## Exercise goal
The entries below are to be restated exactly, and their images are to be omitted.

▬▬▬▬▬▬▬▬▬▬

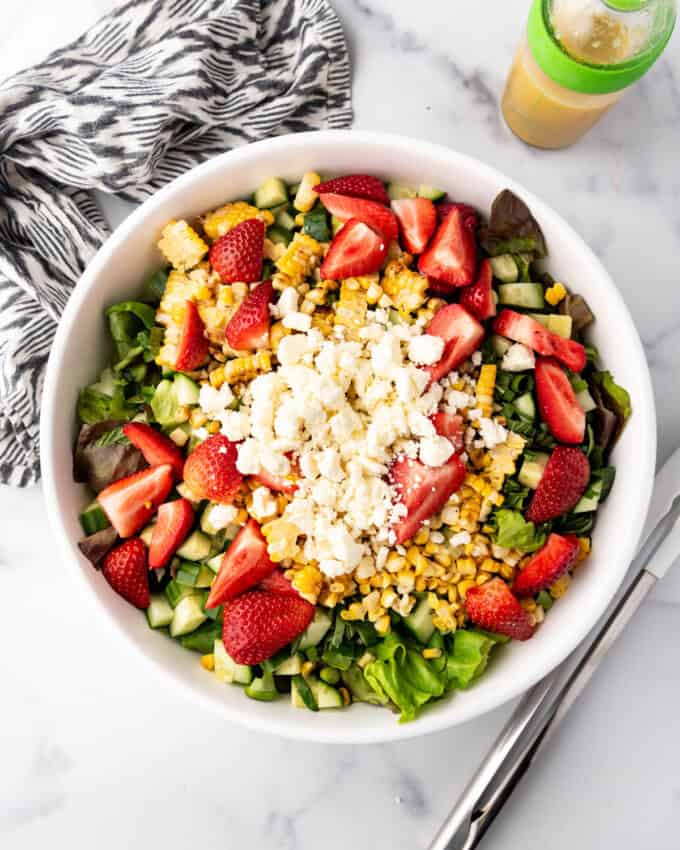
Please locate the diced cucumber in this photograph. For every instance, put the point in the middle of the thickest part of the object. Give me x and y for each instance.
(93, 519)
(262, 688)
(227, 670)
(399, 190)
(526, 406)
(316, 630)
(196, 547)
(430, 192)
(159, 613)
(527, 295)
(271, 193)
(505, 268)
(290, 666)
(301, 695)
(532, 470)
(186, 390)
(419, 621)
(188, 615)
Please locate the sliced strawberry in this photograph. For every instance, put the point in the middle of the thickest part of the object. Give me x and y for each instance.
(156, 447)
(249, 326)
(478, 298)
(376, 216)
(130, 502)
(356, 186)
(173, 523)
(492, 606)
(531, 333)
(355, 250)
(562, 484)
(547, 565)
(210, 470)
(423, 490)
(245, 563)
(462, 334)
(557, 402)
(192, 350)
(417, 219)
(125, 570)
(259, 624)
(449, 425)
(237, 256)
(450, 259)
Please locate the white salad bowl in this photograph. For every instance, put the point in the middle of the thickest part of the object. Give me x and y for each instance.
(118, 271)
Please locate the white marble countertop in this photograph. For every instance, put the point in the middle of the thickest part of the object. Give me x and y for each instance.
(94, 754)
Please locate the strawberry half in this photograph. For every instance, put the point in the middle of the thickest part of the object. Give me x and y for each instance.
(376, 216)
(478, 298)
(531, 333)
(423, 490)
(492, 606)
(355, 250)
(547, 565)
(237, 256)
(417, 219)
(173, 523)
(564, 480)
(356, 186)
(245, 563)
(210, 470)
(462, 334)
(557, 402)
(449, 425)
(259, 624)
(193, 347)
(249, 326)
(130, 502)
(125, 570)
(156, 447)
(450, 259)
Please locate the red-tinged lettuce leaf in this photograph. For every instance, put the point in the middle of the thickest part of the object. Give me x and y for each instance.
(103, 455)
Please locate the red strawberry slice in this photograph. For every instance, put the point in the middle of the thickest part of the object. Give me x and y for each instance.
(562, 484)
(450, 259)
(237, 256)
(462, 334)
(355, 250)
(417, 219)
(356, 186)
(376, 216)
(249, 326)
(547, 565)
(210, 470)
(557, 402)
(245, 563)
(193, 347)
(173, 523)
(423, 490)
(130, 502)
(449, 425)
(125, 570)
(156, 447)
(478, 298)
(259, 624)
(492, 606)
(531, 333)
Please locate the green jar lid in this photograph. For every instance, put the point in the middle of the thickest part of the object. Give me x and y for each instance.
(581, 76)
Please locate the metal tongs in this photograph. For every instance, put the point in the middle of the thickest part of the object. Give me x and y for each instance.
(541, 710)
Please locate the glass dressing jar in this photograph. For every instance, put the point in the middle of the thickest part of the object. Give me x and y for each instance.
(576, 61)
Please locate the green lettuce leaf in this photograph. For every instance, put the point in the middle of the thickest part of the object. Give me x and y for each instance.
(401, 674)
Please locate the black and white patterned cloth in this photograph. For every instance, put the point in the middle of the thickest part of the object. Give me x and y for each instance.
(148, 92)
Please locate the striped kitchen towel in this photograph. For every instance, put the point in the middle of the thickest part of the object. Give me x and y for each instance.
(151, 90)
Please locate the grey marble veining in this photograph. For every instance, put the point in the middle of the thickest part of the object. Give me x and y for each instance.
(94, 752)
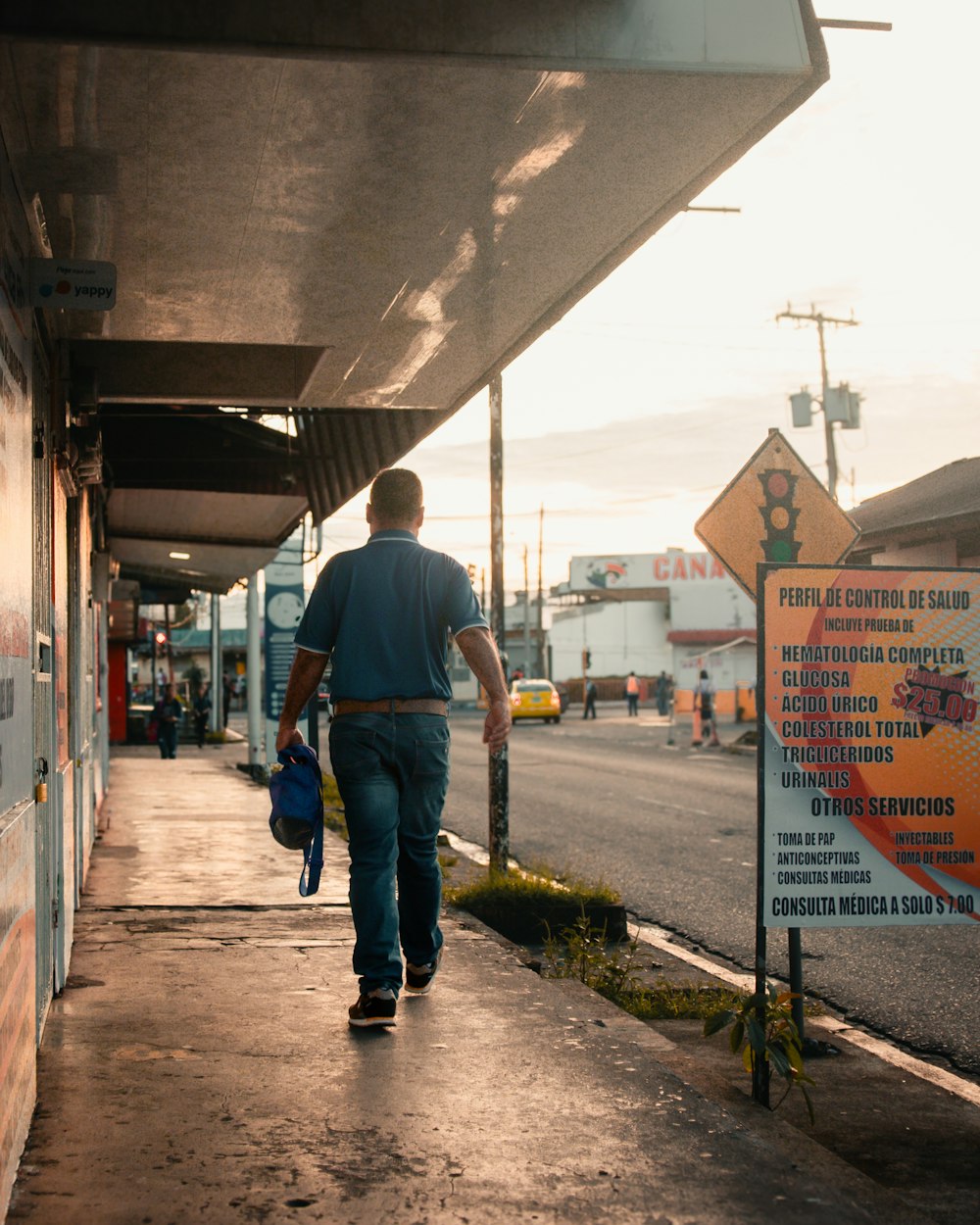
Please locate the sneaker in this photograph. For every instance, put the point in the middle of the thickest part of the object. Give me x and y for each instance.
(373, 1008)
(419, 978)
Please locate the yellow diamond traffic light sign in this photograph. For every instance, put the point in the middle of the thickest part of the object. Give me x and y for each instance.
(774, 510)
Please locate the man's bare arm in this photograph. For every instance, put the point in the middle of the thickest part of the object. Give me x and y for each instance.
(304, 677)
(480, 653)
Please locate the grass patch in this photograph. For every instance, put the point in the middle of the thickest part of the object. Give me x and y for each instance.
(582, 952)
(514, 888)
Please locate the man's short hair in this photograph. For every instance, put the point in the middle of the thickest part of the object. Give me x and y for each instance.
(396, 496)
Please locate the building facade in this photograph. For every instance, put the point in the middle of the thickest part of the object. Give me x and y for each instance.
(671, 612)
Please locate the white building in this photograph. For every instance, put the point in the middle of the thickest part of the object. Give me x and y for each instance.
(670, 612)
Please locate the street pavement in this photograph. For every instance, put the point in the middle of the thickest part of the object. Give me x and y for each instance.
(199, 1066)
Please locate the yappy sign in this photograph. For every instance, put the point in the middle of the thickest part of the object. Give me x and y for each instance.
(73, 284)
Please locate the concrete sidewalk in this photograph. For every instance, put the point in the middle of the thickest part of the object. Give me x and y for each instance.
(199, 1064)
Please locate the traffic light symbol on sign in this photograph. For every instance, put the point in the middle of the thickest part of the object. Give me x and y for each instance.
(779, 514)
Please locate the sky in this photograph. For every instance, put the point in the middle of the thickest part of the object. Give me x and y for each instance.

▬▬▬▬▬▬▬▬▬▬

## Answer space
Please locate the diced cucumber in this photograph. For every instance, put the point in the middle of the thickest part of the object. Give me x and y for each instance.
(93, 519)
(262, 688)
(227, 670)
(399, 190)
(526, 406)
(316, 630)
(196, 547)
(430, 192)
(159, 613)
(527, 295)
(271, 193)
(505, 268)
(290, 666)
(301, 695)
(532, 470)
(186, 390)
(419, 621)
(188, 615)
Please locate the sliced strawberry in this photograph. For every instance, put the point in the middle of the thickest part of the object. Give me x and y for each instance.
(156, 447)
(249, 326)
(478, 298)
(376, 216)
(130, 502)
(356, 186)
(173, 523)
(492, 606)
(531, 333)
(355, 250)
(562, 484)
(547, 565)
(210, 470)
(423, 490)
(245, 563)
(462, 334)
(557, 402)
(192, 350)
(417, 219)
(125, 570)
(259, 624)
(449, 425)
(237, 256)
(450, 259)
Please locate the white salad bowl in this photograph. For every instance, put the point in the middle of the thickest part of the object. Give me x and y for each instance.
(118, 271)
Please locate the white marble countertop in this photograph. For every instance, put the point in the middle of the thickest part of the object. Give me x and y for each instance.
(94, 754)
Please locate the strawberry half in this photograph. For every instance, put the point in the middle of the thickest part of the object. Give me x and y for each instance.
(376, 216)
(478, 298)
(531, 333)
(423, 490)
(492, 606)
(355, 250)
(547, 565)
(237, 256)
(417, 219)
(173, 523)
(564, 480)
(356, 186)
(245, 563)
(210, 470)
(462, 334)
(557, 402)
(449, 425)
(259, 624)
(193, 347)
(249, 326)
(130, 502)
(125, 570)
(156, 447)
(450, 259)
Please locate the red-tinged lettuce leaf in this photograph. For every instance, put the point in the middle of the thickest part of the object. Give me x and y for each instance.
(103, 455)
Please locate the red strawberry slice in this photograph. For every instance, put the point in the middle of the thickest part of the object. Give me x and y for each instance.
(562, 484)
(450, 259)
(237, 256)
(462, 334)
(355, 250)
(417, 219)
(356, 186)
(376, 216)
(249, 326)
(547, 565)
(210, 470)
(557, 402)
(245, 563)
(193, 347)
(173, 523)
(423, 490)
(130, 502)
(449, 425)
(125, 570)
(156, 447)
(478, 298)
(259, 624)
(492, 606)
(531, 333)
Please locate the green jar lid in this photograph. For every instance, put the point in the middle of the thickest part of the object. Give me x and y for each instance.
(581, 76)
Please locate the metal tongs in this photograph. For every instance, put the point in the middle of the thickest part of the object. Give me x and y for each instance.
(541, 710)
Please locate the glass dressing jar in this photograph. For every instance, put the point in the middle of the thickest part of the object. Give me x and y for each instance.
(576, 61)
Please locate the green lettuce leaf in this photograph. For every instance, put the point in the middle of the thickest part of the object. Give me x and y for each instance.
(401, 674)
Please locate the black and white patterned cloth in this photograph. For every instance, put the point in the middle of the thickest part of the object. Give me x and y for each instance.
(148, 92)
Please locate the striped kitchen towel in this photograph. For every instance, put the point in the middle of the thickest part of the object. Give me x and y for each instance.
(151, 90)
Please locate the grey marble veining in this photograph. For every instance, put the point in the middle of the thickest part of the object. Give me x and y for each instance.
(94, 752)
Please locate the sneaker in this photograph. For every instance, put the point in the middle of the thickest part of the object. Give me x and y for each instance.
(373, 1008)
(419, 978)
Please locate the yellow diamond traffic light sign in this photograph. For every instance, put the point in the middle of the thickest part of the object. Give me x and y for each instance.
(774, 510)
Please locate the man's bare arm in this photograph. For every instance, put the point in the middle of the thickest part of the object. Give me x and y for each instance.
(304, 677)
(480, 653)
Please locate the grass patch in this photograph. For every instance, put the point in the middle of the thickest part of the object. Give me x and y for each instance.
(582, 952)
(514, 888)
Please locate the man's short hair in this photograph. For every instance, put the point in the middle of the thickest part of the object. Give me x and y for each instance.
(396, 496)
Please locate the building facade in this photograph. For every instance, put the point in the middle of the thickest part of the object. Give me x and y for each instance.
(671, 612)
Please locate the white building in this photograph. For every instance, put the point in the middle of the thickest part of the object. Give me x and y for each instance.
(670, 612)
Please locate the street pavement in this photograph. For every instance, put the point in the middle of the thickest part of the object. Give me x and y for each instance.
(199, 1066)
Please locate the yappy sign in this photograph. For every instance, put the point in the middle of the thickest part of the object. Give me x and y for each instance.
(73, 284)
Please locate the concrete sidewalk in this photograph. For every instance, put the point in the middle of the thickest part of the object. Give me x and y for each instance.
(199, 1064)
Please locate the traffic light symbol on sign in this photograph. For every instance, put the point in the middle of the thickest part of the object. Give me x and y for each instance.
(779, 514)
Please locate the sky in this photograph. For every instance, put the point in the middle of the thickest part of the object. Give me x and y for each instance.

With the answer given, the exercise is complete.